- [Texte]:
>>>>
Le visage fatigué d'Ahed Tamimi, arrêtée dans la nuit du 18 au 19 décembre 2017, a déjà fait le tour de la Toile. Tout autant que la vidéo publiée quelques jours auparavant, et dans laquelle elle provoque, avec sa cousine Nour Tamimi, deux soldats israéliens qui voulaient s'introduire dans la cour de leur maison, à Nabi Saleh, au nord de Ramallah. Ahed Tamimi, sa cousine Nour et sa mère ont été interpellées par l'armée israélienne.
Le procureur du tribunal militaire israélien d'Ofer (Cisjordanie) a retenu, lundi 1er janvier, douze chefs d'inculpation contre Ahed – notamment pour avoir giflé un soldat le 15 décembre – et cinq contre sa mère, Nariman Tamimi. Si leur garde à vue a été prolongée d'une semaine, le procureur militaire a demandé leur maintien en détention jusqu'à leur procès. La décision concernant Nour Tamimi devait intervenir mardi 2 janvier.
Le père, Bassem Tamimi, ne se faisait guère d'illusion quant à la libération de sa fille :
" D'après mon expérience, elle risque encore six à huit mois de prison ", estime ce militant de longue date. Il voit en elle une des membres de la génération qui poursuivra
" la lutte pour la libération du peuple palestinien ". " Ahed n'a jamais voulu être une icône, mais la situation l'a amenée à le devenir, explique-t-il.
La résistance n'est pas un choix, c'est une responsabilité. "
Née en 2001 et seule fille d'une fratrie de quatre enfants, Ahed Tamimi a toujours participé à la marche pacifique du vendredi, instaurée par les familles de Nabi Saleh en 2009 pour dénoncer l'occupation israélienne. La colonie israélienne voisine, Halamish, a été fondée en 1977 sur les terres de villageois palestiniens. La confrontation hebdomadaire avec l'armée israélienne tourne souvent à la violence. Les heurts des jeunes avec les soldats sont systématiquement filmés.
<<<<
- [Bloc de données]:
>>>>
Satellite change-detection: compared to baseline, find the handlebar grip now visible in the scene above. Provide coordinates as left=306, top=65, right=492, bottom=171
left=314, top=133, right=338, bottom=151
<<<<
- [À faire]:
[1] Réécrivez sous forme de liste le paragraphe du texte qui commence par « Née en 2001 », en gardant ses faits principaux.
[2] Dans le texte, combien de chefs d'inculpation le procureur militaire a-t-il retenus contre Nariman Tamimi ?
Le matériel n'est pas nécessaire ici.

- [Réponses attendues]:
[1]
- Ahed Tamimi est née en 2001 et elle est la seule fille d'une fratrie de quatre enfants.
- Elle a toujours participé à la marche pacifique du vendredi. Les familles de Nabi Saleh ont instauré cette marche en 2009 pour dénoncer l'occupation israélienne.
- La colonie israélienne voisine, Halamish, a été fondée en 1977 sur les terres de villageois palestiniens.
- La confrontation hebdomadaire avec l'armée israélienne tourne souvent à la violence.
- Les heurts entre les jeunes et les soldats sont systématiquement filmés.

[2] Cinq chefs d'inculpation.